* Begin DATASET EXTRACT *

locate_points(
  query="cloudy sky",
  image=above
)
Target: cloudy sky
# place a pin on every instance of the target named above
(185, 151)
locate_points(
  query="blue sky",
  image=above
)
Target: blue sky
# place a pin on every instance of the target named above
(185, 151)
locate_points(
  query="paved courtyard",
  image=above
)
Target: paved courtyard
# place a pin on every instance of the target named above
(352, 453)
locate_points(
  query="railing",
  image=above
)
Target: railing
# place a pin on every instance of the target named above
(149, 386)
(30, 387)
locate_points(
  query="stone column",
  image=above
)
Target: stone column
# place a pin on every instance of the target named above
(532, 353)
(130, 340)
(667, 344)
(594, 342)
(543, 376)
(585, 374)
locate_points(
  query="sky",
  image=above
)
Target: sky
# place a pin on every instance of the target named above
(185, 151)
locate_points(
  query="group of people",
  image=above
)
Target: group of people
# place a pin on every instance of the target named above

* End DATASET EXTRACT *

WORK TO BE COMPLETED ▸ Please update the rows above by changing every "pin" to "marker" and leaving all other text as it is.

RESULT OF THIS TASK ▸
locate_points(
  query="cloudy sky",
  image=above
)
Target: cloudy sky
# place a marker on every instance of the target named above
(185, 151)
locate_points(
  query="blue sky",
  image=above
)
Target: blue sky
# place a marker on every instance of the target named above
(185, 151)
locate_points(
  query="paved courtyard",
  image=above
)
Target: paved courtyard
# place a marker on every instance of the target named above
(352, 453)
locate_points(
  query="railing",
  image=above
)
Target: railing
# place a marker on every instance of the target named above
(149, 386)
(30, 387)
locate_points(
  query="stone column",
  image=above
)
Target: stone column
# place a marker on every instance of the target named above
(532, 353)
(130, 340)
(667, 344)
(594, 342)
(543, 376)
(585, 374)
locate_points(
  query="sky",
  image=above
)
Target: sky
# place a marker on every instance of the target named above
(185, 151)
locate_points(
  query="group of people",
  image=above
)
Target: group of people
# place a marker on every instance of the target named above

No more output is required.